Teks yang Disediakan ->

Sabtu, 18 Juli 2009

Tidak Cukup dengan Royalti, Lebih Suka Menerbitkan Buku secara Indie

29-03-2009 07:08 WIB
Lebih Dekat dengan Gatot Aryo, Penulis Mimpi Bulan
Tidak Cukup dengan Royalti, Lebih Suka Menerbitkan Buku secara Indie

Mengandalkan royalti dari penjualan buku untuk menopang hidup, tentu saja tidak cukup bagi seorang penulis. Apalagi jika buku yang telah diterbitkan itu hanya beberapa saja jumlahnya, dan tidak ada yang meledak di pasaran. Tentu tidak cukup untuk memenuhi kebutuhan hidup sehari-hari.

HAL tersebut disadari penuh oleh Gatot Aryo, penulis muda yang kini tinggal di kawasan Ciawi Bogor. Karenanya, dia lebih suka menerbitkan bukunya secara indie. Tujuannya? Keuntungan yang didapat jauh lebih besar. Memang dibutuhkan modal yang tidak sedikit untuk menerbitkan buku secara sendiri seperti itu, tapi jika memiliki naskah bagus dan bisa meyakinkan investor dan didukung dengan jaringan distribusi yang memadai, pasti semuanya bisa berjalan lancar.

Menurutnya, penerbit terkadang tidak transparan tentang berapa buku yang benar-benar terjual. Jadi, sebagai penulis sering dirugikan. Karenanya, jika disuruh memilih antara diterbitkan sendiri atau dipublish oleh penerbit lain, dia lebih memilih menerbitkan buku sendiri yang jelas-jelas menjanjikan keuntungannya jauh lebih besar.

Setelah novel ‘Mimpi Bulan’ yang ditulisnya diterbitkan oleh Penerbit Grassindo, beberapa karya lainnya kini sudah siap cetak yakni buku berjudul The Jilbab Code, dan Sampah Berlirih. Kedua naskah tersebut kini sudah selesai ditulisnya, dan sudah siap diterbitkan secara indie.

Latihan Tertulis 1 -> Pilih dan salin setiap baris entri yang memuat kata "white", dengan memperhatikan huruf besar dan kecil.
Teks dan entri merupakan bahan yang terpisah satu sama lain.

Data yang Diberikan ->
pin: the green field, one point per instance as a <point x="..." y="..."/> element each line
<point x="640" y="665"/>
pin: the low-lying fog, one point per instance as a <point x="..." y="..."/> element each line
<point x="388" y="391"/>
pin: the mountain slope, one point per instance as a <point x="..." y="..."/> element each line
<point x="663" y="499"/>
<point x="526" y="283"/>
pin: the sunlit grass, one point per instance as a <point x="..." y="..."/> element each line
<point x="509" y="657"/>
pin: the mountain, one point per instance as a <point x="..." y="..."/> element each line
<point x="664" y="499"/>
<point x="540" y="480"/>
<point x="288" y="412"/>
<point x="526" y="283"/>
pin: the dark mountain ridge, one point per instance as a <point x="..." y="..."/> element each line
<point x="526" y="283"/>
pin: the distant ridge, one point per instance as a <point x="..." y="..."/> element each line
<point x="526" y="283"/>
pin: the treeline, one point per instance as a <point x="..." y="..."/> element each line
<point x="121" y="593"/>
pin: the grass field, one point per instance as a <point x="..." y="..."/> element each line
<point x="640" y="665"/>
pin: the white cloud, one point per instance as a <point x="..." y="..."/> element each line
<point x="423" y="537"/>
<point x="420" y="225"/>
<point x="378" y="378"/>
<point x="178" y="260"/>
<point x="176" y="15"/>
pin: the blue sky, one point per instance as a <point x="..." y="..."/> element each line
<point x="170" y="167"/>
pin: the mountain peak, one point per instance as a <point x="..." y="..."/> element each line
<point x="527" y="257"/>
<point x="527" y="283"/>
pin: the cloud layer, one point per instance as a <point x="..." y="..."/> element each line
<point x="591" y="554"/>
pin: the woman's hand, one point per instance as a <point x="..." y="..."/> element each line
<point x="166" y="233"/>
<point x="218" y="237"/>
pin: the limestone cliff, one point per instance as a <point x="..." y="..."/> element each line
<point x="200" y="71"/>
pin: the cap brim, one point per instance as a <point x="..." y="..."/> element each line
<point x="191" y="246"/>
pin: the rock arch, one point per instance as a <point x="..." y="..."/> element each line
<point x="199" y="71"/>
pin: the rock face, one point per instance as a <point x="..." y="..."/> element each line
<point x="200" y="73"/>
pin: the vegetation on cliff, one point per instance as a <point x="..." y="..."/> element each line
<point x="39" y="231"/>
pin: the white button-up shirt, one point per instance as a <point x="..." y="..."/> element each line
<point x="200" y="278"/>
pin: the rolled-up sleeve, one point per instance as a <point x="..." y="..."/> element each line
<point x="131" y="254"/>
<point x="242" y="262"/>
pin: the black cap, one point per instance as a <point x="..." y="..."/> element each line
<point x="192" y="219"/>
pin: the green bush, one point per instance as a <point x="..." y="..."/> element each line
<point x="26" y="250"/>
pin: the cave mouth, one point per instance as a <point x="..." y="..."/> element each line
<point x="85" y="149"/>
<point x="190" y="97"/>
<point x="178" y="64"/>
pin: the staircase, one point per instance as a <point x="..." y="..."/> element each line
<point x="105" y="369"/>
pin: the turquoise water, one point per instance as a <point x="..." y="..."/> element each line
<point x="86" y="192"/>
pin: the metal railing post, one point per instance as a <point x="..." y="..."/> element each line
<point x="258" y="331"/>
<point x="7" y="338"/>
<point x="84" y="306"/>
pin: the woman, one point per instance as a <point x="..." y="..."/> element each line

Latihan Tertulis 2 -> Tukar "modal" dengan "dana" pada bagian teks yang dimulai dari "29-03-2009 07:08 WIB" dan berakhir pada "bisa berjalan lancar.", lalu tuliskan kembali bagian itu.

Keluaran Lengkap 1 ->
pin: the white cloud, one point per instance as a <point x="..." y="..."/> element each line
pin: the white button-up shirt, one point per instance as a <point x="..." y="..."/> element each line

Keluaran Lengkap 2 ->
29-03-2009 07:08 WIB
Lebih Dekat dengan Gatot Aryo, Penulis Mimpi Bulan
Tidak Cukup dengan Royalti, Lebih Suka Menerbitkan Buku secara Indie

Mengandalkan royalti dari penjualan buku untuk menopang hidup, tentu saja tidak cukup bagi seorang penulis. Apalagi jika buku yang telah diterbitkan itu hanya beberapa saja jumlahnya, dan tidak ada yang meledak di pasaran. Tentu tidak cukup untuk memenuhi kebutuhan hidup sehari-hari.

HAL tersebut disadari penuh oleh Gatot Aryo, penulis muda yang kini tinggal di kawasan Ciawi Bogor. Karenanya, dia lebih suka menerbitkan bukunya secara indie. Tujuannya? Keuntungan yang didapat jauh lebih besar. Memang dibutuhkan dana yang tidak sedikit untuk menerbitkan buku secara sendiri seperti itu, tapi jika memiliki naskah bagus dan bisa meyakinkan investor dan didukung dengan jaringan distribusi yang memadai, pasti semuanya bisa berjalan lancar.